- Task objective: Rewrite the listing below, changing "dark window" to "unlit window" and leaving every other line as it is.

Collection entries
════════════════════
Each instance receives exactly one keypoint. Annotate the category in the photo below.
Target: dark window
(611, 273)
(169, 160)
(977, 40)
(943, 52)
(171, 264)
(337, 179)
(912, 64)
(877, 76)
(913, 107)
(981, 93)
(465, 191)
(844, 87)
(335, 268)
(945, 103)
════════════════════
- Reply:
Each instance receives exactly one keypoint. Annotate the category in the photo below.
Target: unlit window
(611, 273)
(169, 160)
(977, 40)
(943, 52)
(171, 264)
(337, 179)
(912, 64)
(877, 76)
(913, 107)
(981, 93)
(465, 191)
(844, 87)
(335, 268)
(945, 103)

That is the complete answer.